What the task requires >>
The records appear below. Set down exactly each line from the one that contains "[[1079, 489], [1194, 582], [874, 439], [966, 246]]" through the last, both included.

Data shown >>
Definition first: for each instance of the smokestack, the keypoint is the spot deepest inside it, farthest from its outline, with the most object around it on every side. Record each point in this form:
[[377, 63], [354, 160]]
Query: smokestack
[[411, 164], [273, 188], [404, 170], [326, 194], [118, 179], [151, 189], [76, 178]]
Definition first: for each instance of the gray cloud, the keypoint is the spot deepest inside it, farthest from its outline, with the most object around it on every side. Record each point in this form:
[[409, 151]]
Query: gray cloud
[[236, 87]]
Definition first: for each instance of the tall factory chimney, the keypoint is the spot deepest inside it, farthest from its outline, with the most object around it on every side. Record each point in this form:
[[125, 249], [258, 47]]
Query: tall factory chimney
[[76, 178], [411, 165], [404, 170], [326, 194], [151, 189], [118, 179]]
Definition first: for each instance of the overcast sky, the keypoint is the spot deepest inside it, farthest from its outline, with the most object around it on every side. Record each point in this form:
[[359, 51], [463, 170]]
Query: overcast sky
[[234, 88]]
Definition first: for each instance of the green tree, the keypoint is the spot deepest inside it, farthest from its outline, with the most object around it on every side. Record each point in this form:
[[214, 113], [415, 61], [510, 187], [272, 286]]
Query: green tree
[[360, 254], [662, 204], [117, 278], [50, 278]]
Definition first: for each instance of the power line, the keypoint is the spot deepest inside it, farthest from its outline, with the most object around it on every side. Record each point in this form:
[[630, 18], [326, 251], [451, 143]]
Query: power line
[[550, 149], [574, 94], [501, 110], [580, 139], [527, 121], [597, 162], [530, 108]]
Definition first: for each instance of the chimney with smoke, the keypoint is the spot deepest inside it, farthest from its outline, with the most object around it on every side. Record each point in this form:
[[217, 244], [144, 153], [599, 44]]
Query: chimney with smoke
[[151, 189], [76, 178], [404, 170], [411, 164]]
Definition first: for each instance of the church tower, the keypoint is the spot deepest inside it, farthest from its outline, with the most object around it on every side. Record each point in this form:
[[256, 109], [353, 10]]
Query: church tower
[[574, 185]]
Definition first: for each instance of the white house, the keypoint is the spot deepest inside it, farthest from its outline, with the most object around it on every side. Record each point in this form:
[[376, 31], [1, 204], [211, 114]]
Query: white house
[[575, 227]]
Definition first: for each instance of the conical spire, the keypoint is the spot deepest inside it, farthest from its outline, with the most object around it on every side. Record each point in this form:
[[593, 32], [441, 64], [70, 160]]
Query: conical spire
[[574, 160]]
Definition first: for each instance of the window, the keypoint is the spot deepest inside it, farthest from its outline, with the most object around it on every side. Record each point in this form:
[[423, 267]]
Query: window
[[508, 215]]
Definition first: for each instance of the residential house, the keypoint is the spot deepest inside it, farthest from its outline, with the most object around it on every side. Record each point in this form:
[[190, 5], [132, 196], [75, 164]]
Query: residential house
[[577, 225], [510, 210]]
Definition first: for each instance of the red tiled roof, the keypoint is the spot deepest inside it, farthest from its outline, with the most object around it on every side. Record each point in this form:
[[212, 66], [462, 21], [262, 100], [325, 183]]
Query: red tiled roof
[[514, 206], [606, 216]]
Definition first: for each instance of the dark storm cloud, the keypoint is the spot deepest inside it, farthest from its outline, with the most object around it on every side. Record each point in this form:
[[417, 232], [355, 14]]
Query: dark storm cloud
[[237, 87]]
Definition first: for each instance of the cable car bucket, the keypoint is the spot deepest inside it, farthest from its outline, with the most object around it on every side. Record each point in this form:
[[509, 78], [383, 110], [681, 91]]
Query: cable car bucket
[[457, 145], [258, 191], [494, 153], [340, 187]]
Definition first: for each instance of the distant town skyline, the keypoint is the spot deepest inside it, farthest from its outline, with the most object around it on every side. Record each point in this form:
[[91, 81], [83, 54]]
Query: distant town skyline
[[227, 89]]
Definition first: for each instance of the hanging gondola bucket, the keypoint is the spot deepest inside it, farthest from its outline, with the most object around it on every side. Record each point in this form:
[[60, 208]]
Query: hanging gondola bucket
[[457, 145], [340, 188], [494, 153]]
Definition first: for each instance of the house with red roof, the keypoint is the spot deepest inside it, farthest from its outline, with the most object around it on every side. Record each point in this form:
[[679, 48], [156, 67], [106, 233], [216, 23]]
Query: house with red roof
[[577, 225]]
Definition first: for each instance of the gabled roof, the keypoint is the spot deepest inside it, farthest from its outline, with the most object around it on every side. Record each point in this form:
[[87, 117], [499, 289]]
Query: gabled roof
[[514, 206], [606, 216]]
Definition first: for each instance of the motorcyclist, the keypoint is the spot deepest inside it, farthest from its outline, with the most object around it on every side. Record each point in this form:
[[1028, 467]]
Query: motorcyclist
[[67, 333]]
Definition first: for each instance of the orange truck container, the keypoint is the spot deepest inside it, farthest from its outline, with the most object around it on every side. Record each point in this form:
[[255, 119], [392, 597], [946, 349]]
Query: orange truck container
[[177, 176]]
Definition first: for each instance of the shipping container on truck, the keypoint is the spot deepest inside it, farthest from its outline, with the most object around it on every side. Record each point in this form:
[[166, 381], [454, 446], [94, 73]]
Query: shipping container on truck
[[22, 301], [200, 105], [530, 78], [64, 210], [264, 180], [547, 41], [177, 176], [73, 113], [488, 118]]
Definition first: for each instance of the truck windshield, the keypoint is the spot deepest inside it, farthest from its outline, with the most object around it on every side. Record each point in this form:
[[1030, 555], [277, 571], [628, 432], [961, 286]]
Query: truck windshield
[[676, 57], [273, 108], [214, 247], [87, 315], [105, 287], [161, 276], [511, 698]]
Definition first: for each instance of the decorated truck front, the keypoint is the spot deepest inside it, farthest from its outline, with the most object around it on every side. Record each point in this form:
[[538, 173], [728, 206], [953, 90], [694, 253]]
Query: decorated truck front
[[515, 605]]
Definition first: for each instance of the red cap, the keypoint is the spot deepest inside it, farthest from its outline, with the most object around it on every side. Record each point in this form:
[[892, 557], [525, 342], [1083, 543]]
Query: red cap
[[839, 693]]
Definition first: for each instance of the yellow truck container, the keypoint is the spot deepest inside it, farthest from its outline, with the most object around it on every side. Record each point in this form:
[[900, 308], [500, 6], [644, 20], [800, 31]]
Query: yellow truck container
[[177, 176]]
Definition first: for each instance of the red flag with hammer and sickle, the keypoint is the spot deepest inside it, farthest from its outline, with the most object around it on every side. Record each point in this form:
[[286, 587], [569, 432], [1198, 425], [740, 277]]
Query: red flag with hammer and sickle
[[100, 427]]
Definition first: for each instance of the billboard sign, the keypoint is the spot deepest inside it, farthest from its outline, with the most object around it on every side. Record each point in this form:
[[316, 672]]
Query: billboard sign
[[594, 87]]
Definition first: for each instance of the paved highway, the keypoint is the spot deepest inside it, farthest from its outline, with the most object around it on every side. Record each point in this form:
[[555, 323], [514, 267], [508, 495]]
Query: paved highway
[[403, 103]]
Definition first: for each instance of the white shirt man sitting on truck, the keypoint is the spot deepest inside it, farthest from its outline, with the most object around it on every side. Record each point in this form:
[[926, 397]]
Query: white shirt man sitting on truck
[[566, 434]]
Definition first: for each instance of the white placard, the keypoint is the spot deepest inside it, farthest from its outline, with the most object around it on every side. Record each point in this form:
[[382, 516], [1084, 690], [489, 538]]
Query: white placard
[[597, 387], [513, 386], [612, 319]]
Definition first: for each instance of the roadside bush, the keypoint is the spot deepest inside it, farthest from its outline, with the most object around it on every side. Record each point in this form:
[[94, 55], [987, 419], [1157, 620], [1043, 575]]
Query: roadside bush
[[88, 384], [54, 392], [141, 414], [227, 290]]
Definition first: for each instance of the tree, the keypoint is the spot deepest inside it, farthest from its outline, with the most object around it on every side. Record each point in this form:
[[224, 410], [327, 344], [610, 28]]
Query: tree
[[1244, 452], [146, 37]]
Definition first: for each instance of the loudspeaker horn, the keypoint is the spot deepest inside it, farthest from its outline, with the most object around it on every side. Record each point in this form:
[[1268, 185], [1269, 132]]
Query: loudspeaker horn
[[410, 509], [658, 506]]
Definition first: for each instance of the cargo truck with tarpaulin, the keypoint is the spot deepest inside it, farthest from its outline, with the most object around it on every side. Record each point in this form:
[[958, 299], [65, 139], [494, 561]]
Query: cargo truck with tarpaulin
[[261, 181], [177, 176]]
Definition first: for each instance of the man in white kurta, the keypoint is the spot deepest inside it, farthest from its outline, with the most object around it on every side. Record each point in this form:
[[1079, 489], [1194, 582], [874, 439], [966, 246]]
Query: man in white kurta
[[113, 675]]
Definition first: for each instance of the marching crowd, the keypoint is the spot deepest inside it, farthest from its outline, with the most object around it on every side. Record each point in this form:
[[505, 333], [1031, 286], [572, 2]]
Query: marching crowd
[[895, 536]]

Reply >>
[[1079, 489], [1194, 582], [874, 439], [966, 246]]
Query: man in white kurta
[[113, 675]]
Definition first: for each instance of the marching crowd, the keypoint is the spot deepest inside it, farthest from its outline, with the most object around it on every side. Record each point in this form:
[[505, 333], [1031, 286], [572, 2]]
Query: marching crowd
[[895, 536]]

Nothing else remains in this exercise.